WRITTEN EXERCISE: In the entries that follow, identify the line containing "shadow on water in the photo above." and return it together with all later lines, exactly as they appear.

|---|

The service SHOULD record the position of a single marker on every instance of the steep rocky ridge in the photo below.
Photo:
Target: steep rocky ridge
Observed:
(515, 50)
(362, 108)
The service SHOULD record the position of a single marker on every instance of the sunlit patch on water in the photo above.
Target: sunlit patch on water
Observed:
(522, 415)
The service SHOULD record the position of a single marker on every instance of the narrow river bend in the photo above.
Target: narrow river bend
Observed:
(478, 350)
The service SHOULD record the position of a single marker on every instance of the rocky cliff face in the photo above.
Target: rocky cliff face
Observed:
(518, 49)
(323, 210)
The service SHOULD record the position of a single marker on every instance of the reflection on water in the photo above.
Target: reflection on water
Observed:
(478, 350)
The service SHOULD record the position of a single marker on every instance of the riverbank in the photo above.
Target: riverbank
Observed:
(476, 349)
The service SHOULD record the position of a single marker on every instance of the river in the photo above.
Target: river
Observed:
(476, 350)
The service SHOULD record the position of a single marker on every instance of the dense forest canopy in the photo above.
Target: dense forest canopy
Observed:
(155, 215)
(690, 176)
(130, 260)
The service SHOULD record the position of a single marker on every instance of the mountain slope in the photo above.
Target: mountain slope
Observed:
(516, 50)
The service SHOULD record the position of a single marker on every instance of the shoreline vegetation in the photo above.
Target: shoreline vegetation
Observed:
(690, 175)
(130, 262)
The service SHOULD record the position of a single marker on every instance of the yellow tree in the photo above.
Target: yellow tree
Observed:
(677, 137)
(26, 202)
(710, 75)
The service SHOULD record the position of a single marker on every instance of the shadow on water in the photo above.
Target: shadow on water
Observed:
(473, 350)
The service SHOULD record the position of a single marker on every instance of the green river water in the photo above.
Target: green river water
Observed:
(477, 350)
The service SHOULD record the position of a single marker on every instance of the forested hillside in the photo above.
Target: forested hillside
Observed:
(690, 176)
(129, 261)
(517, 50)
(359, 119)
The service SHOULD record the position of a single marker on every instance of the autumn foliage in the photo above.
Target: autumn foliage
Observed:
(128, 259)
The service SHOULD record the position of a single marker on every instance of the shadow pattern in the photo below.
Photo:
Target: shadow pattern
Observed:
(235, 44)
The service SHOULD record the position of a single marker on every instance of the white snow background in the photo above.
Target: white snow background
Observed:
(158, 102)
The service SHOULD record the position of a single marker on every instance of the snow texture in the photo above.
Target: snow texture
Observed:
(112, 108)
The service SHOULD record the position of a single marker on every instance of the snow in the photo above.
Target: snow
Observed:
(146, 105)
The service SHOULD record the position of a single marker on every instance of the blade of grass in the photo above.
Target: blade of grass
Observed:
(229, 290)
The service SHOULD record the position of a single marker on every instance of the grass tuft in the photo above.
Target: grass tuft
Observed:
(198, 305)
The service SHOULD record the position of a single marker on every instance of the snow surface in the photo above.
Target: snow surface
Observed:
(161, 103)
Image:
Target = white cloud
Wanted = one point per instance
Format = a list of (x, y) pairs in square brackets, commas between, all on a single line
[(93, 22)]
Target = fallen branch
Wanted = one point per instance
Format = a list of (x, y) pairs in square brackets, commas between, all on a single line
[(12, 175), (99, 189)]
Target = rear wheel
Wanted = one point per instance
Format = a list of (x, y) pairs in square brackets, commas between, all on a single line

|---|

THE COMPLETED TASK:
The service SHOULD record the position of a single marker on every instance of the shadow on water in the photo above.
Target: shadow on water
Observed:
(473, 350)
The service SHOULD record the position of a single marker on every instance of the green river water in the photo above.
Target: green river water
Observed:
(477, 350)
The service SHOULD record the position of a single marker on every instance of the forested hillside in the photo above.
Target: forested hillside
Observed:
(690, 176)
(129, 261)
(517, 50)
(359, 119)
The service SHOULD record the position of a single marker on every instance of the autumn foliage in the photo above.
Target: autumn foliage
Observed:
(128, 259)
The service SHOULD record the position of a single marker on every instance of the shadow pattern in the photo below.
Photo:
Target: shadow pattern
Observed:
(235, 44)
The service SHOULD record the position of a single marker on every instance of the white snow background in the photo above.
Target: white snow background
Observed:
(158, 102)
The service SHOULD record the position of a single marker on every instance of the snow texture in the photo above.
Target: snow texture
Observed:
(112, 108)
The service SHOULD record the position of a single marker on every instance of the snow in the photo above.
Target: snow
Observed:
(146, 105)
The service SHOULD record the position of a single marker on every instance of the blade of grass in the photo above.
Target: blade of grass
Observed:
(229, 290)
The service SHOULD record the position of a single marker on every instance of the grass tuft in the photo above.
Target: grass tuft
Observed:
(198, 305)
The service SHOULD record the position of a single marker on every instance of the snow surface in the photo above.
Target: snow surface
Observed:
(161, 103)
Image:
Target = white cloud
Wanted = one point per instance
Format = a list of (x, y) pairs in square brackets, commas between, all on a single line
[(93, 22)]
Target = fallen branch
Wanted = one point per instance
Format = a list of (x, y) pairs in square brackets, commas between, all on a single line
[(12, 175), (99, 189)]
Target = rear wheel
Wanted = one point per instance
Format = a list of (x, y) pairs in square brackets, commas between, all on a single line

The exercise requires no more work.